● PROBLEM
What follows is a set of records, each of which is to be written out exactly.

[Extracted records]
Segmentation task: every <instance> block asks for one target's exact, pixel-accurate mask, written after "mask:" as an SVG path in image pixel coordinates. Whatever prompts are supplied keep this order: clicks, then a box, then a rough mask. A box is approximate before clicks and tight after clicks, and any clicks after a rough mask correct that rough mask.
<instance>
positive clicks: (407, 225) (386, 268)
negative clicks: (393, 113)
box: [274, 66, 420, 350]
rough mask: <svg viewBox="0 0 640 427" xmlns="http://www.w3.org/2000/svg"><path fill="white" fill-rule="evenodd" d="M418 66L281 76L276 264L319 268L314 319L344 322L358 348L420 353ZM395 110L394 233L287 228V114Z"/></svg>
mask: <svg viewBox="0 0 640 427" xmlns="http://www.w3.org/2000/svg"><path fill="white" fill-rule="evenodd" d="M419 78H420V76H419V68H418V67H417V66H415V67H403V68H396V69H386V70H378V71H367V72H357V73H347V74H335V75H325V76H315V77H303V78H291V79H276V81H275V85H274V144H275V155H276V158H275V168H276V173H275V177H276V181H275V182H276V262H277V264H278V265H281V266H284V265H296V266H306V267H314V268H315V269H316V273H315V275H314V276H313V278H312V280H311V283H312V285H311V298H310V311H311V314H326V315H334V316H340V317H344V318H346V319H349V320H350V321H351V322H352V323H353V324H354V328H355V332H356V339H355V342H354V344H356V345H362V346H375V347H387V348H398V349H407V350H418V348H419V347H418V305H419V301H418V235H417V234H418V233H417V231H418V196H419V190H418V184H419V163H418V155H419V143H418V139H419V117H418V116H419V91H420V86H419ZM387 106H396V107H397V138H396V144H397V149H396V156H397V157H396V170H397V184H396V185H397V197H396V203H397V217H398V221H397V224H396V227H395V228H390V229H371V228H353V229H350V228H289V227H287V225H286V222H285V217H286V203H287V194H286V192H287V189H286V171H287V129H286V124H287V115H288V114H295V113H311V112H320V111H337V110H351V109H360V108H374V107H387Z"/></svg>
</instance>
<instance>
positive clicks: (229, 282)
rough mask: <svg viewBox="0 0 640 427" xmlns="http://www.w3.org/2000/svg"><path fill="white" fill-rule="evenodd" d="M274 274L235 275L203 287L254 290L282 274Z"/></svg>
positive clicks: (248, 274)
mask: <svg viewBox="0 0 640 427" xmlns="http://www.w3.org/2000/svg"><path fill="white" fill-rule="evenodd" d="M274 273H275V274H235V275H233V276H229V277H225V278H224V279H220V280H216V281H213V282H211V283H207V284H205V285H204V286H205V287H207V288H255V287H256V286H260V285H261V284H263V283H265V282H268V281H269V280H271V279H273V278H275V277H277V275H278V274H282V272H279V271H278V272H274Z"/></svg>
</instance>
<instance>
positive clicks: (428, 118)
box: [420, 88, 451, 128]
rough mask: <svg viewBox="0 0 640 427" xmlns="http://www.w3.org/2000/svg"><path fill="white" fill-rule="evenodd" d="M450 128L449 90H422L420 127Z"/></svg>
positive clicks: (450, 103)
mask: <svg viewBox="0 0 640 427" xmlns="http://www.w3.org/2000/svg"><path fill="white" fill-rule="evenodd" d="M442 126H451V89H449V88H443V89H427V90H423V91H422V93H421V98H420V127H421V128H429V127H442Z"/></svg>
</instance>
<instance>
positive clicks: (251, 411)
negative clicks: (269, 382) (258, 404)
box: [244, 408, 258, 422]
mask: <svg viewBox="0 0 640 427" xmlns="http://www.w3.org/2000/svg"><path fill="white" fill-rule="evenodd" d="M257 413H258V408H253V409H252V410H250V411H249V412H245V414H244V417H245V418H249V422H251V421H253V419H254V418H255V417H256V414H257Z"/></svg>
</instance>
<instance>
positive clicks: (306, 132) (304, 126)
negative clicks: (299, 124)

● EXERCISE ANSWER
Segmentation task: every <instance> block asks for one target's exact, pixel-accurate mask, written after "mask:" as an SVG path in image pixel coordinates. Whatever prompts are supplied keep this order: clicks, then a box, then a rough mask. A box is approximate before clicks and tight after clicks, and any clicks after a rough mask correct that rough mask.
<instance>
positive clicks: (407, 225) (386, 268)
negative clicks: (393, 113)
box: [274, 66, 420, 350]
rough mask: <svg viewBox="0 0 640 427" xmlns="http://www.w3.org/2000/svg"><path fill="white" fill-rule="evenodd" d="M418 66L281 76L276 264L319 268L314 319L344 322L358 348L420 353ZM395 110L394 233L287 228V114Z"/></svg>
mask: <svg viewBox="0 0 640 427" xmlns="http://www.w3.org/2000/svg"><path fill="white" fill-rule="evenodd" d="M419 78H420V76H419V68H418V67H417V66H415V67H403V68H396V69H386V70H378V71H367V72H357V73H347V74H335V75H325V76H315V77H303V78H291V79H276V81H275V85H274V144H275V155H276V158H275V168H276V173H275V177H276V181H275V182H276V262H277V264H278V265H281V266H284V265H296V266H306V267H314V268H315V269H316V273H315V275H314V276H313V278H312V280H311V283H312V285H311V298H310V311H311V314H326V315H334V316H340V317H344V318H346V319H349V320H350V321H351V322H352V323H353V324H354V328H355V332H356V339H355V342H354V344H356V345H362V346H375V347H387V348H398V349H407V350H418V348H419V347H418V305H419V301H418V235H417V234H418V233H417V231H418V196H419V190H418V184H419V163H418V155H419V143H418V139H419V117H418V116H419V91H420V86H419ZM387 106H396V107H397V138H396V144H397V149H396V156H397V157H396V170H397V184H396V185H397V197H396V203H397V217H398V221H397V224H396V227H395V228H390V229H371V228H353V229H350V228H289V227H287V225H286V222H285V217H286V203H287V194H286V192H287V189H286V171H287V129H286V124H287V115H288V114H295V113H311V112H320V111H337V110H351V109H360V108H374V107H387Z"/></svg>
</instance>
<instance>
positive clicks: (229, 282)
rough mask: <svg viewBox="0 0 640 427" xmlns="http://www.w3.org/2000/svg"><path fill="white" fill-rule="evenodd" d="M274 274L235 275L203 287L254 290L282 274Z"/></svg>
positive clicks: (248, 274)
mask: <svg viewBox="0 0 640 427" xmlns="http://www.w3.org/2000/svg"><path fill="white" fill-rule="evenodd" d="M274 273H275V274H235V275H233V276H229V277H225V278H224V279H220V280H216V281H213V282H211V283H207V284H205V285H204V286H205V287H207V288H255V287H256V286H260V285H261V284H263V283H265V282H268V281H269V280H271V279H273V278H275V277H277V275H278V274H282V272H279V271H278V272H274Z"/></svg>
</instance>
<instance>
positive clicks: (428, 118)
box: [420, 88, 451, 128]
rough mask: <svg viewBox="0 0 640 427" xmlns="http://www.w3.org/2000/svg"><path fill="white" fill-rule="evenodd" d="M450 128L449 90H422L420 127Z"/></svg>
positive clicks: (450, 103)
mask: <svg viewBox="0 0 640 427" xmlns="http://www.w3.org/2000/svg"><path fill="white" fill-rule="evenodd" d="M442 126H451V89H449V88H443V89H427V90H423V91H422V93H421V98H420V127H421V128H429V127H442Z"/></svg>
</instance>
<instance>
positive clicks: (251, 411)
negative clicks: (269, 382) (258, 404)
box: [244, 408, 258, 422]
mask: <svg viewBox="0 0 640 427" xmlns="http://www.w3.org/2000/svg"><path fill="white" fill-rule="evenodd" d="M257 413H258V408H253V409H252V410H250V411H249V412H245V414H244V417H245V418H249V422H251V421H253V419H254V418H255V417H256V414H257Z"/></svg>
</instance>
<instance>
positive clicks: (306, 132) (304, 126)
negative clicks: (299, 124)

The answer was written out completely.